** Begin QUOTED TEXT **

I’ve found activism to be an effective and productive way to deal with climate change angst. There is great joy to be found in the struggle and to be surrounded by active young folk who want to change the world is incredibly inspirational.
–Author and teacher Brian Adams on activism vs. angst
Solarpunk is more than a literary genre, that’s for sure. It’s rapidly becoming a lifestyle.
Rapa Nui has an austere beauty of its own. Imagine a place that somehow combines the Black Hills of South Dakota, the prairies of the Midwest, extinct volcanoes on an island whose coasts are dotted with monolithic moais or ancestral statues, all of it surrounded by the bluest ocean you can imagine. It’s unlike any other place in the world.
For The Story Collector, the rural environment was always going to be a strong character in its own right. Irish culture and tradition is so intricately linked with nature, that it would be impossible to write a story like this and not pay homage to the natural world.
–Evie Gaughan on writing The Story Collector
Get your bearings, lose your marbles, this might very well be the basic principle by which advocacy and literature will meld in the face of the climate crisis. I can’t think of a period in history when poets and writers are more needed than the present. This is our Thermopylae, our defining moment; we are faced by change that will only become even more violent the longer the spectatorship of the public remains ascendant.
–Redentor Constantino, publisher of Agam: Filipino Narratives on Uncertainty and Climate Change
Being a journalist, I would say that environmental reporting was truly an awakening experience, because the survey and research works were meant to monitor potential threats to one of Southeast Asia’s last remaining stronghold of virtually undisturbed rainforest.
–Emin Madi on inspirations that led to the docu-novel The Green Gold of Borneo
The challenges and difficulties of creatively engaging with the unimaginable aspects of worldwide disaster caused by human actions in the Anthropocene have driven me to write this book.
–Rajat Chaudhuri on his novel The Butterfly Effect
Good literature has always tackled the major issues of its time, be it war and peace or crime and punishment or pride and prejudice. So how could we not deal with the major issue of our epoch, the ongoing exploitation and destruction of our habitats.
–Ilja Trojanow on writing Lamentations of Zeno
I write to inspire today’s youth to take a stand for justice or equality or the environment, or any other cause that’s important to them. Our youth are the leaders of tomorrow, they are the ones who will win justice and equality for indigenous people in this country. They are the ones who will clean up the environmental mess that my generation has caused, but only if they know about it and only if their hearts have been touched.

** End QUOTED TEXT **

EXERCISE REQUIREMENTS:
- A) Translate this sentence from the climate writing quotes into Spanish: "Solarpunk is more than a literary genre, that’s for sure."
- B) According to the climate writing quotes, who is the publisher of Agam: Filipino Narratives on Uncertainty and Climate Change?
- C) Print the stretch of the climate writing quotes from "For The Story" through "the natural world.".

** Begin ROWS **

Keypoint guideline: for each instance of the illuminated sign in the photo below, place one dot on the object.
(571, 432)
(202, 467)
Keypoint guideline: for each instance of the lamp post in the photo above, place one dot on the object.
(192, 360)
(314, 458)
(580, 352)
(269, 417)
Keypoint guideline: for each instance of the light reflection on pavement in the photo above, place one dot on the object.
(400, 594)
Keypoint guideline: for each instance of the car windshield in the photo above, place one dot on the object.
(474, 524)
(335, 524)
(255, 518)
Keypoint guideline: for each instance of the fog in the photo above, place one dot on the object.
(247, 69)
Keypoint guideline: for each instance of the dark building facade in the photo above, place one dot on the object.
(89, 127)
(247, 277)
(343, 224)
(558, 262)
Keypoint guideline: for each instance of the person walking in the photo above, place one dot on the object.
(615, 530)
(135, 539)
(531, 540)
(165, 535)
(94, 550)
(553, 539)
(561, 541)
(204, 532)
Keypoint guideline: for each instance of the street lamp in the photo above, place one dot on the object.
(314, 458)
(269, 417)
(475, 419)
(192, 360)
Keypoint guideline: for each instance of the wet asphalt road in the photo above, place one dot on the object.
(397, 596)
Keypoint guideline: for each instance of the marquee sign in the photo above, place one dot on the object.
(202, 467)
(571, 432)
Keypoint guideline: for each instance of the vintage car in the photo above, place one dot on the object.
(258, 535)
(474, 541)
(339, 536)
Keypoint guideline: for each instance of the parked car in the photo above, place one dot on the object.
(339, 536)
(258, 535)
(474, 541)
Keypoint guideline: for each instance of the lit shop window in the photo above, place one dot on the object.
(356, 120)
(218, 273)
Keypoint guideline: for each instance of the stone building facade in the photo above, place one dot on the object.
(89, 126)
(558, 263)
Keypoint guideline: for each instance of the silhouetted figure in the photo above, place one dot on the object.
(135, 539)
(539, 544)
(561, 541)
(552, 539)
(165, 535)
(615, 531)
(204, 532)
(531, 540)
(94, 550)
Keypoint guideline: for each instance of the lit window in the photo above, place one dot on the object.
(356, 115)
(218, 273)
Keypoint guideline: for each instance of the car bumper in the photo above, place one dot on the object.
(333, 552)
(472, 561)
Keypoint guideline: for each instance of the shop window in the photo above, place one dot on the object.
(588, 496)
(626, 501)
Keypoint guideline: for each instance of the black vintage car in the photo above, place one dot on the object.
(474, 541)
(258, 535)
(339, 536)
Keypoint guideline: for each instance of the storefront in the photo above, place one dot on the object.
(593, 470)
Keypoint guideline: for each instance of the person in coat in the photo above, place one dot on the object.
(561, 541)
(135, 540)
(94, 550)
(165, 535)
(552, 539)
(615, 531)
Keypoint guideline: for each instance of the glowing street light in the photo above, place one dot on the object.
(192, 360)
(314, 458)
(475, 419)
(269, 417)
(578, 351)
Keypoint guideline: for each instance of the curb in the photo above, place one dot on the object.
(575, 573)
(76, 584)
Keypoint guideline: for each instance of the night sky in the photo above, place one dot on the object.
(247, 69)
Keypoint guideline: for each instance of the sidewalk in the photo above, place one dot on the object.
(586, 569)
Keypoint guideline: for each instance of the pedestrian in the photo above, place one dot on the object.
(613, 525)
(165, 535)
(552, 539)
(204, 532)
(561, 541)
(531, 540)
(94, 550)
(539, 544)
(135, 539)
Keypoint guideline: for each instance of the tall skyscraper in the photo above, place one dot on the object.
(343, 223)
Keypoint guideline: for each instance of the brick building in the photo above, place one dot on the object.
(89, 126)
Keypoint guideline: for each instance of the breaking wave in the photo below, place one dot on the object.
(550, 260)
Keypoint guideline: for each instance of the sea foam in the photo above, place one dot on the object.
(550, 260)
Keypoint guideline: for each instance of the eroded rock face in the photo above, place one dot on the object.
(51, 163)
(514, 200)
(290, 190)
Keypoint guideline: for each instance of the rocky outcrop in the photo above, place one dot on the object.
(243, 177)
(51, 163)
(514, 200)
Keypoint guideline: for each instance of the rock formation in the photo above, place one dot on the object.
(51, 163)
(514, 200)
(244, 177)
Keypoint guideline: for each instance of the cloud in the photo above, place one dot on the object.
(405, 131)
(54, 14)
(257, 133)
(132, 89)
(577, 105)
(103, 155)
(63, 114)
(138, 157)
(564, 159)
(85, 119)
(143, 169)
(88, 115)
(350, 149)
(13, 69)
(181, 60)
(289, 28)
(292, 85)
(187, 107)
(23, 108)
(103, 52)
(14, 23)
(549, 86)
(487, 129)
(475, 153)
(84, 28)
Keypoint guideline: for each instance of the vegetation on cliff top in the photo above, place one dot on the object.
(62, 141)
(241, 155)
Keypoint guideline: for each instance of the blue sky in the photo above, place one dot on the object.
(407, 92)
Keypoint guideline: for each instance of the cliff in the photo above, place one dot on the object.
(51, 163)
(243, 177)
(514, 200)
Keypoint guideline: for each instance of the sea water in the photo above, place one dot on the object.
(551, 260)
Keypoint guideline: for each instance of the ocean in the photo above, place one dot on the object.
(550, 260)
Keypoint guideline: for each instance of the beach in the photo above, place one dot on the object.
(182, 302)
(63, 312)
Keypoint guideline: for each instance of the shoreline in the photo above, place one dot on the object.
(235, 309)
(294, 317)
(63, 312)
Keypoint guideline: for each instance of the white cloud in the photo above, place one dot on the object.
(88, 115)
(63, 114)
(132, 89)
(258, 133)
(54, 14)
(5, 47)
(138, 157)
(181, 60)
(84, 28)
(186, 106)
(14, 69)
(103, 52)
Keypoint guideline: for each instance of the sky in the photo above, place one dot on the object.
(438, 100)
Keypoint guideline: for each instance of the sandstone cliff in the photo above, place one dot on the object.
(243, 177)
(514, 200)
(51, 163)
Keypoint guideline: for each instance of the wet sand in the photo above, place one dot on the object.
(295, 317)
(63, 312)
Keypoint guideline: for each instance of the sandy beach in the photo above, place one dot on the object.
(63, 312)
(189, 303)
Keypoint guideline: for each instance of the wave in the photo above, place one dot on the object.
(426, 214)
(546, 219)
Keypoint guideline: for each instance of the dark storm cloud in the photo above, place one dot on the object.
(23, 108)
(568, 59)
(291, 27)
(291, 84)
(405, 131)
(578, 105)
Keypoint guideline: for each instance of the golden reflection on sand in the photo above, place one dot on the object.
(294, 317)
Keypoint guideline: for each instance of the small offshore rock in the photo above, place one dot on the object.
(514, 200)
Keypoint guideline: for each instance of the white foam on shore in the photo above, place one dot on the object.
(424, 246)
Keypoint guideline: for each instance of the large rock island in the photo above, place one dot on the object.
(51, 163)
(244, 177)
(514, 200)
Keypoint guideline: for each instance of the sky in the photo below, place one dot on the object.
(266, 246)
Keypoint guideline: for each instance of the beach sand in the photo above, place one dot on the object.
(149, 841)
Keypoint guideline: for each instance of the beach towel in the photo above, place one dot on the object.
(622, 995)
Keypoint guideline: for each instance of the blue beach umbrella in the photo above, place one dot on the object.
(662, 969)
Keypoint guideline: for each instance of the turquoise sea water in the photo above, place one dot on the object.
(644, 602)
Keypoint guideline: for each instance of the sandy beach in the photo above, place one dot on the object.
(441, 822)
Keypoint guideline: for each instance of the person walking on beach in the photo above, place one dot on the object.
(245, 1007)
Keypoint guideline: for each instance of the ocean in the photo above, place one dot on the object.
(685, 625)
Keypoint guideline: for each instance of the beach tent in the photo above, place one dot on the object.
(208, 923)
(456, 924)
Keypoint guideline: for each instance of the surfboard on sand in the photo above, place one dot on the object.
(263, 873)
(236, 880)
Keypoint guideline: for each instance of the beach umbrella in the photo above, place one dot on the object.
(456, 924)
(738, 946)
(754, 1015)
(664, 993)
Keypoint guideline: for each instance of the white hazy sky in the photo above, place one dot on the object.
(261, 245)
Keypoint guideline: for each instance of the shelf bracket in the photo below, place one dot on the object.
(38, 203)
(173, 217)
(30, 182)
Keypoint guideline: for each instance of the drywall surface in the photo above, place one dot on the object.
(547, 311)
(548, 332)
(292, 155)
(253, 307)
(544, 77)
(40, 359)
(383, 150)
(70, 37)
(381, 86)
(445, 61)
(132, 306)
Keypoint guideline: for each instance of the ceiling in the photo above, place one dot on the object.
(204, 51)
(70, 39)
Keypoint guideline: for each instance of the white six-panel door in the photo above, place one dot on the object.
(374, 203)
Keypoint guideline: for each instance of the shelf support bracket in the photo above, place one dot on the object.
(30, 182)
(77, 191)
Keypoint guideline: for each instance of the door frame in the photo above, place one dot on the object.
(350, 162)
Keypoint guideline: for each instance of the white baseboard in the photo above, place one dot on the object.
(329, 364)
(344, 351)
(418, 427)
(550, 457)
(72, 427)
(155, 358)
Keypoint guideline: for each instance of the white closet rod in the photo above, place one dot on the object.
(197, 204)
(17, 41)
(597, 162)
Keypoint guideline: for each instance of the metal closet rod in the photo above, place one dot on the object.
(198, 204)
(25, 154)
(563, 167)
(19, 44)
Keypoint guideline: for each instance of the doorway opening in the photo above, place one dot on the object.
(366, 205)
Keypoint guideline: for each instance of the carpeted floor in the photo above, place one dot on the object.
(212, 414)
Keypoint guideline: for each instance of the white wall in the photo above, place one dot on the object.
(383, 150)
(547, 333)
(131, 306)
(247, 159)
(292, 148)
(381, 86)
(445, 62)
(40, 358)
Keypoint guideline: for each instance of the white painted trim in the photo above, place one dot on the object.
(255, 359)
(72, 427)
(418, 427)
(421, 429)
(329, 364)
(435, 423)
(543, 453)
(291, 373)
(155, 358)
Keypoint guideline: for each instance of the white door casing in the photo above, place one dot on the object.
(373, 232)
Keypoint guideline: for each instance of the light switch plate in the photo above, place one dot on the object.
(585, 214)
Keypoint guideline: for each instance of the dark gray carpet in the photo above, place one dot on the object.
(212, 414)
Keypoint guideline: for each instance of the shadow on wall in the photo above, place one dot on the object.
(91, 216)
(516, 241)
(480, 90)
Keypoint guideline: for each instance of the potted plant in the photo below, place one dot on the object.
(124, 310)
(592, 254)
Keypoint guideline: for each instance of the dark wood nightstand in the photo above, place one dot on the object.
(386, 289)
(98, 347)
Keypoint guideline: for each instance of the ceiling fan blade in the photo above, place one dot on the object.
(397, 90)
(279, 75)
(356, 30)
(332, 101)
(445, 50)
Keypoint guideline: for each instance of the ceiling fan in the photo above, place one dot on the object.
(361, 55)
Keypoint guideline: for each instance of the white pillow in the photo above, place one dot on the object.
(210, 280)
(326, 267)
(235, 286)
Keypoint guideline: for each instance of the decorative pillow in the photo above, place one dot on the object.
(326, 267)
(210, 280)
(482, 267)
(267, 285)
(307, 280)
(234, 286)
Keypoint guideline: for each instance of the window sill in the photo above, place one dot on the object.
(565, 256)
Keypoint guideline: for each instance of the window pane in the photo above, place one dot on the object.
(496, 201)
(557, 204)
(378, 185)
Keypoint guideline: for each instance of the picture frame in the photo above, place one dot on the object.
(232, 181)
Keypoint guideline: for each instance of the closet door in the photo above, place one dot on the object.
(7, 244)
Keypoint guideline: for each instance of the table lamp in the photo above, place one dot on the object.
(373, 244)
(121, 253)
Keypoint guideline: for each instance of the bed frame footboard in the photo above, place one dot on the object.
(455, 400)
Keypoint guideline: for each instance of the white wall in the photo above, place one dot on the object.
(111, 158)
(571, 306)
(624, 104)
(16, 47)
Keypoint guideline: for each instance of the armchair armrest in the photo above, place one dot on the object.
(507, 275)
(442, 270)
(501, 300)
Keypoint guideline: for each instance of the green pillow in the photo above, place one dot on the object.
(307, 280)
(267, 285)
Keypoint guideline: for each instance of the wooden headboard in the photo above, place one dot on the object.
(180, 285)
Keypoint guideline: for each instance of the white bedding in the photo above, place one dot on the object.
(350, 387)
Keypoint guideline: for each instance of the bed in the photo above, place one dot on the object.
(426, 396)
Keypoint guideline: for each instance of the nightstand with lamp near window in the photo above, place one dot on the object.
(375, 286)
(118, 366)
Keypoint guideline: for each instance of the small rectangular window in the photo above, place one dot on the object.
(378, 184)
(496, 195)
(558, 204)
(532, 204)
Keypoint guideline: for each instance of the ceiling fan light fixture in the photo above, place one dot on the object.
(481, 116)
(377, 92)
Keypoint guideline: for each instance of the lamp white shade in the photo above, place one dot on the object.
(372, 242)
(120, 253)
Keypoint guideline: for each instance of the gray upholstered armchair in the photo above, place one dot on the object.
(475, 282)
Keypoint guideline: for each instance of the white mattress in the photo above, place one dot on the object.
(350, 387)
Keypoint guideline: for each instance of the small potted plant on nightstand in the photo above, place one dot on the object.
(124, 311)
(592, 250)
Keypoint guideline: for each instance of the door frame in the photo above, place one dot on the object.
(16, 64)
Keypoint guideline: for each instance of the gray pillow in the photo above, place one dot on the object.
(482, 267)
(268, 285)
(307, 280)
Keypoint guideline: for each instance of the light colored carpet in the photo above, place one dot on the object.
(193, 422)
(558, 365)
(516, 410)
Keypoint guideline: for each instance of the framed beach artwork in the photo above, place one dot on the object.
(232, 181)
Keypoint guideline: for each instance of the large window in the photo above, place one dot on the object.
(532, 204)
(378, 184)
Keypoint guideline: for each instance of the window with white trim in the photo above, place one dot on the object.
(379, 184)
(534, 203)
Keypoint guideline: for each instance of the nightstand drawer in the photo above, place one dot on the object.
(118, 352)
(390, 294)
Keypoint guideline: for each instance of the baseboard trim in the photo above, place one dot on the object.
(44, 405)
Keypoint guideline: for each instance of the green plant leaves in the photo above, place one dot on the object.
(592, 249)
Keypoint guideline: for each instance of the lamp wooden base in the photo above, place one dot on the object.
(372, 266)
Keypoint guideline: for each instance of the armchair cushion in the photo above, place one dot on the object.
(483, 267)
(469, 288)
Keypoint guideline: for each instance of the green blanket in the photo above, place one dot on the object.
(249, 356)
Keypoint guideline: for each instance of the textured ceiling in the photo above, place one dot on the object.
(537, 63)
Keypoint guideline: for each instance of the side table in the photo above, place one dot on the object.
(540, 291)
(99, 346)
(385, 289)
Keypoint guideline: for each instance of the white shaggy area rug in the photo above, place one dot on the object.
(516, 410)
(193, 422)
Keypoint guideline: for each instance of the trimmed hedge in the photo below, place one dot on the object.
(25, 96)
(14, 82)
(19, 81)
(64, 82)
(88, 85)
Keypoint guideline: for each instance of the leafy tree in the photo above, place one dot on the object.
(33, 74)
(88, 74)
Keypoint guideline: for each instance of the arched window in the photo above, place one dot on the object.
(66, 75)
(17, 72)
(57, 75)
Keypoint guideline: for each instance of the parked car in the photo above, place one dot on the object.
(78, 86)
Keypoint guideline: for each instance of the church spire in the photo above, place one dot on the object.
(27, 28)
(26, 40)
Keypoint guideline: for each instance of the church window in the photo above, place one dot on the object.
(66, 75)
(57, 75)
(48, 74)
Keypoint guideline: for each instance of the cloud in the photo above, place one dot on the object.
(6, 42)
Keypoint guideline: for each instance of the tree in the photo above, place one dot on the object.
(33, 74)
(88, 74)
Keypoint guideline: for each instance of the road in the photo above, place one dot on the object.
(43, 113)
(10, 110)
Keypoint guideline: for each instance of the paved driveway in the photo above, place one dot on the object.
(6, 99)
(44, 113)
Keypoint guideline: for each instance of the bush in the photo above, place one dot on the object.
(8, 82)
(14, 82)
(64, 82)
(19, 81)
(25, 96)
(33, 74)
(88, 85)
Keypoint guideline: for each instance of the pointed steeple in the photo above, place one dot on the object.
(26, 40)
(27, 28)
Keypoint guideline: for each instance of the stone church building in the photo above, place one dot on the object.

** End ROWS **

ANSWERS PER TASK:
- A) El solarpunk es más que un género literario, eso es seguro.

- B) Redentor Constantino

- C)
For The Story Collector, the rural environment was always going to be a strong character in its own right. Irish culture and tradition is so intricately linked with nature, that it would be impossible to write a story like this and not pay homage to the natural world.